Work item
Exact reproduction of all the data is required, with pictures excluded.

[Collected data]

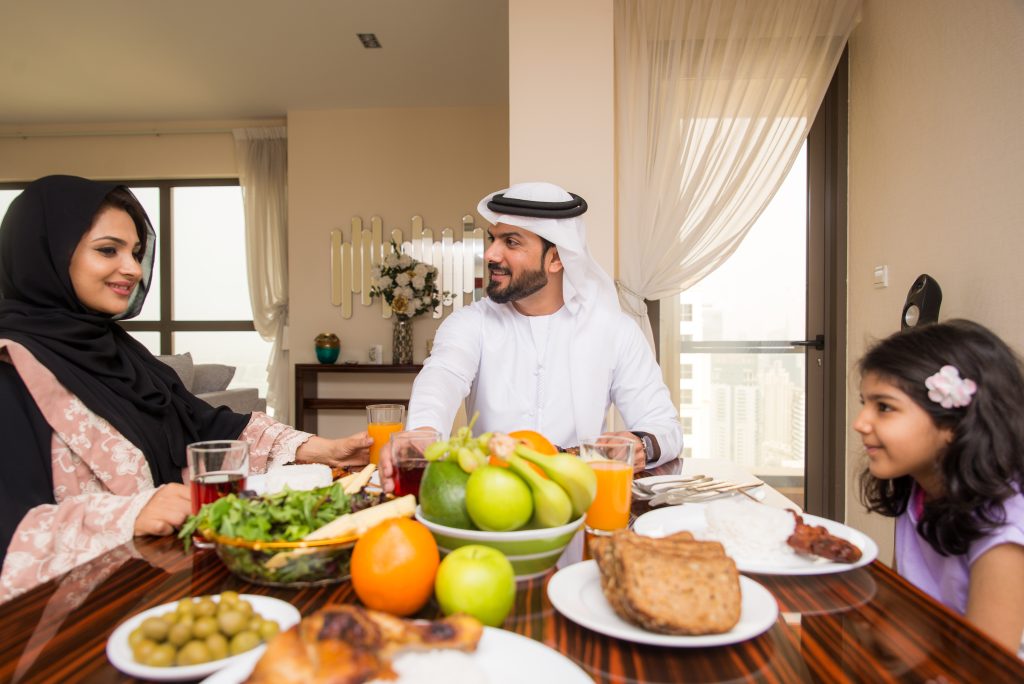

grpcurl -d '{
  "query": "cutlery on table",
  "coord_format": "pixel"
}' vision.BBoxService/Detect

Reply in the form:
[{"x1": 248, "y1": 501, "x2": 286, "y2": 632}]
[{"x1": 648, "y1": 482, "x2": 763, "y2": 507}]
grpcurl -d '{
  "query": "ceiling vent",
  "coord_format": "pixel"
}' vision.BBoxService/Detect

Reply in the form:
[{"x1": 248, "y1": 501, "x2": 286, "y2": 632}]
[{"x1": 357, "y1": 33, "x2": 381, "y2": 49}]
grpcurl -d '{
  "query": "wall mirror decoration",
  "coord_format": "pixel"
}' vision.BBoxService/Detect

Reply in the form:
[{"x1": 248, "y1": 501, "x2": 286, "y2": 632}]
[{"x1": 330, "y1": 215, "x2": 485, "y2": 319}]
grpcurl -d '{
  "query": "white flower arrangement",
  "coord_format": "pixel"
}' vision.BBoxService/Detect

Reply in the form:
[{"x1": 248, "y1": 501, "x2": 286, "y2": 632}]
[{"x1": 369, "y1": 241, "x2": 444, "y2": 321}]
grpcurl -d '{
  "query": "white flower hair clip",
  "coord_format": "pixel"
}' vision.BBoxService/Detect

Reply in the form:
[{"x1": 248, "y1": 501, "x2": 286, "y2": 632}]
[{"x1": 925, "y1": 365, "x2": 977, "y2": 409}]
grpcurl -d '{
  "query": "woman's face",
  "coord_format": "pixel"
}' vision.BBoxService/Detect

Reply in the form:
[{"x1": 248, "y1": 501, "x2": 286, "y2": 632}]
[
  {"x1": 853, "y1": 371, "x2": 953, "y2": 494},
  {"x1": 68, "y1": 207, "x2": 143, "y2": 315}
]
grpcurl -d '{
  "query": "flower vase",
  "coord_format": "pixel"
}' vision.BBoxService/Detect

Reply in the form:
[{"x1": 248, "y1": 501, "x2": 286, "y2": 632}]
[{"x1": 393, "y1": 319, "x2": 413, "y2": 365}]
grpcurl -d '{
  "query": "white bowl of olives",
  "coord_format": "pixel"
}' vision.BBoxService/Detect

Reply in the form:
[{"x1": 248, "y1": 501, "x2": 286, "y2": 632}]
[{"x1": 106, "y1": 592, "x2": 300, "y2": 681}]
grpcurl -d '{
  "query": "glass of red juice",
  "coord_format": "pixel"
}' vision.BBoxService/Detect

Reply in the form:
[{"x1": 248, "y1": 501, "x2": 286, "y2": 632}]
[
  {"x1": 391, "y1": 429, "x2": 441, "y2": 498},
  {"x1": 187, "y1": 440, "x2": 249, "y2": 548}
]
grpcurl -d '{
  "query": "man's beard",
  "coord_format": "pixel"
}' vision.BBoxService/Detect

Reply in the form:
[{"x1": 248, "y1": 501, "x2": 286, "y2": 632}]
[{"x1": 486, "y1": 263, "x2": 549, "y2": 303}]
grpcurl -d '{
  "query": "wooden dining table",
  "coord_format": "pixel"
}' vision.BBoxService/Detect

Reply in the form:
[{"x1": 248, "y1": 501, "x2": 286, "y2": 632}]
[{"x1": 2, "y1": 464, "x2": 1022, "y2": 684}]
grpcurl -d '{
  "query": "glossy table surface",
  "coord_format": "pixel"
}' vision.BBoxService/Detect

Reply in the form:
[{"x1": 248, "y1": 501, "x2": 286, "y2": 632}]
[{"x1": 2, "y1": 470, "x2": 1022, "y2": 683}]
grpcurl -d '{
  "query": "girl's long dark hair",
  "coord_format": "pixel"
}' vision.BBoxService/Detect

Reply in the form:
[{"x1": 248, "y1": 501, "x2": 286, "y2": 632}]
[{"x1": 858, "y1": 319, "x2": 1024, "y2": 556}]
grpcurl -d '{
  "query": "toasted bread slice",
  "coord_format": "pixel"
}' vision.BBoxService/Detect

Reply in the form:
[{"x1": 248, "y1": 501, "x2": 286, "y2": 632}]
[
  {"x1": 591, "y1": 530, "x2": 742, "y2": 636},
  {"x1": 613, "y1": 535, "x2": 741, "y2": 635}
]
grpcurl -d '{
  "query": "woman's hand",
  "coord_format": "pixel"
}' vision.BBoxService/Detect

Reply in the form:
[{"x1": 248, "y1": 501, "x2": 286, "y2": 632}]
[
  {"x1": 295, "y1": 432, "x2": 373, "y2": 469},
  {"x1": 134, "y1": 484, "x2": 192, "y2": 537}
]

Solution
grpcurl -d '{
  "query": "cutlery on table",
  "coord_format": "pixel"
}' vision.BBoxService/Detect

Reply in the form:
[{"x1": 248, "y1": 501, "x2": 286, "y2": 632}]
[{"x1": 648, "y1": 482, "x2": 763, "y2": 507}]
grpcurl -d '{
  "query": "ceiling vent",
  "coord_format": "pixel"
}' vision.BBoxService/Detect

Reply in the form:
[{"x1": 248, "y1": 501, "x2": 286, "y2": 632}]
[{"x1": 357, "y1": 33, "x2": 381, "y2": 49}]
grpcurl -d '{
  "query": "wall mirror decoration",
  "coord_format": "pixel"
}' vision.BBoxService/Detect

Reply in the form:
[{"x1": 248, "y1": 501, "x2": 286, "y2": 632}]
[{"x1": 330, "y1": 215, "x2": 485, "y2": 319}]
grpcurl -d '{
  "query": "white flower arrangement",
  "coord_format": "pixel"
}' vision.BBoxService/Detect

Reply in the form:
[{"x1": 248, "y1": 501, "x2": 286, "y2": 632}]
[{"x1": 369, "y1": 241, "x2": 444, "y2": 321}]
grpcurl -d '{
  "query": "white flower hair clip",
  "coord_format": "pixel"
}' vision.BBoxService/Detect

Reply in the form:
[{"x1": 248, "y1": 501, "x2": 286, "y2": 632}]
[{"x1": 925, "y1": 365, "x2": 977, "y2": 409}]
grpcurl -d '{
  "query": "woman's face",
  "coord_format": "pixel"
}' vision.BBoxService/Detect

Reply in the form:
[{"x1": 248, "y1": 501, "x2": 286, "y2": 632}]
[
  {"x1": 853, "y1": 371, "x2": 953, "y2": 494},
  {"x1": 68, "y1": 207, "x2": 143, "y2": 315}
]
grpcurl -d '{
  "query": "flower vase",
  "coord_format": "pixel"
}' vision.BBoxService/Detect

Reply in the form:
[{"x1": 248, "y1": 501, "x2": 286, "y2": 632}]
[{"x1": 393, "y1": 319, "x2": 413, "y2": 365}]
grpcurl -d '{
  "query": "white bowl of olives",
  "coord_format": "pixel"
}' vision.BBoxService/Detect

Reply in the form:
[{"x1": 248, "y1": 501, "x2": 286, "y2": 632}]
[{"x1": 106, "y1": 592, "x2": 300, "y2": 681}]
grpcurl -d '{
  "query": "glass of red juice",
  "coord_format": "pixel"
}' vision.BBoxService/Detect

Reply in the form:
[{"x1": 248, "y1": 501, "x2": 286, "y2": 632}]
[
  {"x1": 391, "y1": 429, "x2": 441, "y2": 498},
  {"x1": 187, "y1": 440, "x2": 249, "y2": 548}
]
grpcurl -d '{
  "query": "man's beard",
  "coord_format": "pixel"
}' vision.BBoxService/Detect

Reply in the form:
[{"x1": 248, "y1": 501, "x2": 286, "y2": 632}]
[{"x1": 486, "y1": 263, "x2": 549, "y2": 303}]
grpcurl -d '{
  "query": "wooden dining table",
  "coord_format": "pixel"
}' vision.BBoxService/Detect

Reply in the form:
[{"x1": 248, "y1": 501, "x2": 286, "y2": 632}]
[{"x1": 2, "y1": 464, "x2": 1022, "y2": 684}]
grpcurl -d '{
  "query": "glossy table surface",
  "coord_format": "pixel"
}' vision.BBoxService/Detect

Reply in the form:
[{"x1": 248, "y1": 501, "x2": 286, "y2": 632}]
[{"x1": 2, "y1": 470, "x2": 1022, "y2": 683}]
grpcurl -d '{
  "query": "girl's long dark hair",
  "coord_format": "pixel"
}' vision.BBoxService/Detect

Reply in the form:
[{"x1": 248, "y1": 501, "x2": 286, "y2": 632}]
[{"x1": 858, "y1": 319, "x2": 1024, "y2": 556}]
grpcurl -d '{
  "query": "toasted bread slice",
  "coord_format": "pixel"
}' vision.BBoxService/Detect

Reply in the form:
[{"x1": 248, "y1": 501, "x2": 286, "y2": 632}]
[
  {"x1": 591, "y1": 530, "x2": 742, "y2": 636},
  {"x1": 613, "y1": 535, "x2": 741, "y2": 635}
]
grpcurl -d '{
  "query": "woman's hand",
  "coord_format": "pixel"
}' vision.BBoxService/Detect

Reply in the form:
[{"x1": 248, "y1": 501, "x2": 286, "y2": 632}]
[
  {"x1": 295, "y1": 432, "x2": 373, "y2": 469},
  {"x1": 134, "y1": 484, "x2": 192, "y2": 537}
]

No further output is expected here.